AIM OF THE TASK: Lines before the one containing "Can you see the necklace?" are left out; that line and all after it, through the end of the records, must be transcribed exactly.

(Stored entries)
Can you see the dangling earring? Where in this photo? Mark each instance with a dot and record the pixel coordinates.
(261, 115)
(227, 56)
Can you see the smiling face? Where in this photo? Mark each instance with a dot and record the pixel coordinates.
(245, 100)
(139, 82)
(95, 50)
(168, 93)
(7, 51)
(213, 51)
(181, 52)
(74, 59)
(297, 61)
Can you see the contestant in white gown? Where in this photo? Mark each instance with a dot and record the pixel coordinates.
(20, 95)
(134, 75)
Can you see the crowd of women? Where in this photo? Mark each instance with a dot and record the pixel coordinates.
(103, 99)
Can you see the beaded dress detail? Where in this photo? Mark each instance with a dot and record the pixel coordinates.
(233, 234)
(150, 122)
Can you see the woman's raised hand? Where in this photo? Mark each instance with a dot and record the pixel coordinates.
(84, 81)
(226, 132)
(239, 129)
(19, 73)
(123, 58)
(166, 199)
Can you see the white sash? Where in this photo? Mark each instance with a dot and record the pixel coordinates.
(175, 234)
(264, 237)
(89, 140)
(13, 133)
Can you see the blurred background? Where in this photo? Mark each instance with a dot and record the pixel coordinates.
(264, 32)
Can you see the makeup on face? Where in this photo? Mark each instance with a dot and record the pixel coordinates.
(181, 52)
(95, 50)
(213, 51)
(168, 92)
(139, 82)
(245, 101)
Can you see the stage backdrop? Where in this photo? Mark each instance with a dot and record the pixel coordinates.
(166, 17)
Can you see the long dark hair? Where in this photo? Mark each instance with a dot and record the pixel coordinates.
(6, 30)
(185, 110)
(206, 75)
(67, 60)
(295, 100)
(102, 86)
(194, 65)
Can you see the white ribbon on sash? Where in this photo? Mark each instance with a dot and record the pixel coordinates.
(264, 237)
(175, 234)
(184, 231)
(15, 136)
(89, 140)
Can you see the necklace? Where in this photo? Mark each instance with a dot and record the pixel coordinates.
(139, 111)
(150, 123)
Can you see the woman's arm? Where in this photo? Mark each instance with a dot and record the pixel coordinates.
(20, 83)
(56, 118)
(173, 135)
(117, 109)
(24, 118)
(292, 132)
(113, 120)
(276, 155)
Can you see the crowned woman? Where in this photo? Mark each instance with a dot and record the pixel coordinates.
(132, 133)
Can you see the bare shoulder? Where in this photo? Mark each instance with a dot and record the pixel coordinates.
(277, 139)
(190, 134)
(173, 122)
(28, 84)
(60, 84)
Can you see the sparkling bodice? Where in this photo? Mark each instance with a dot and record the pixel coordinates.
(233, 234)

RESULT OF THE TASK:
Can you see the necklace? Where in this photo? Mark each instance with a dot and record the pixel coordinates.
(139, 111)
(150, 123)
Can you see the woman's arm? Where in this photo? Mark each instance with a dot and record the pixel coordinates.
(20, 83)
(56, 118)
(173, 135)
(117, 109)
(24, 118)
(292, 132)
(113, 120)
(276, 155)
Can you see the crowned woman? Where in this photo? Mark each instance with a dot and record the pixel coordinates.
(132, 133)
Can you see the bare shoulder? Where in this photo? Mark each instance with a dot and record the pixel coordinates.
(277, 139)
(190, 134)
(173, 122)
(28, 84)
(60, 84)
Can you see the sparkling bodice? Where in this photo? Mark each instance with a dot and record the pixel coordinates.
(233, 234)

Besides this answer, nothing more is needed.